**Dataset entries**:
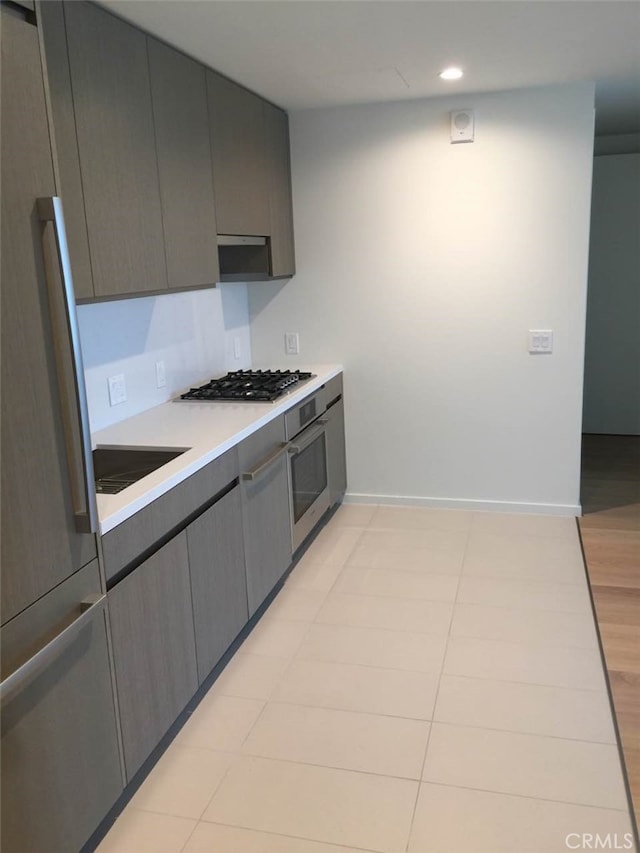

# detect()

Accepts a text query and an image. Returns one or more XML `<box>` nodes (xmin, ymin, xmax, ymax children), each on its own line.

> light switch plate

<box><xmin>529</xmin><ymin>329</ymin><xmax>553</xmax><ymax>353</ymax></box>
<box><xmin>109</xmin><ymin>373</ymin><xmax>127</xmax><ymax>406</ymax></box>
<box><xmin>284</xmin><ymin>332</ymin><xmax>300</xmax><ymax>355</ymax></box>
<box><xmin>156</xmin><ymin>361</ymin><xmax>167</xmax><ymax>388</ymax></box>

**Aim**: Please reproduce every line of the records above, requests included, with each bounding-box coordinate in the answers scaled by 2.25 and rounded to the nearest whole number, halves rounded up. Keep any numbers in the requests and their format descriptions unchanged, and leave the pictures out.

**Result of this exercise**:
# detect()

Accepts a text query and an image. Returns one or more XML `<box>` nodes (xmin, ymin, xmax, ymax children), each on its own line.

> light switch plate

<box><xmin>1190</xmin><ymin>740</ymin><xmax>1244</xmax><ymax>794</ymax></box>
<box><xmin>245</xmin><ymin>839</ymin><xmax>286</xmax><ymax>914</ymax></box>
<box><xmin>639</xmin><ymin>747</ymin><xmax>675</xmax><ymax>799</ymax></box>
<box><xmin>351</xmin><ymin>812</ymin><xmax>376</xmax><ymax>873</ymax></box>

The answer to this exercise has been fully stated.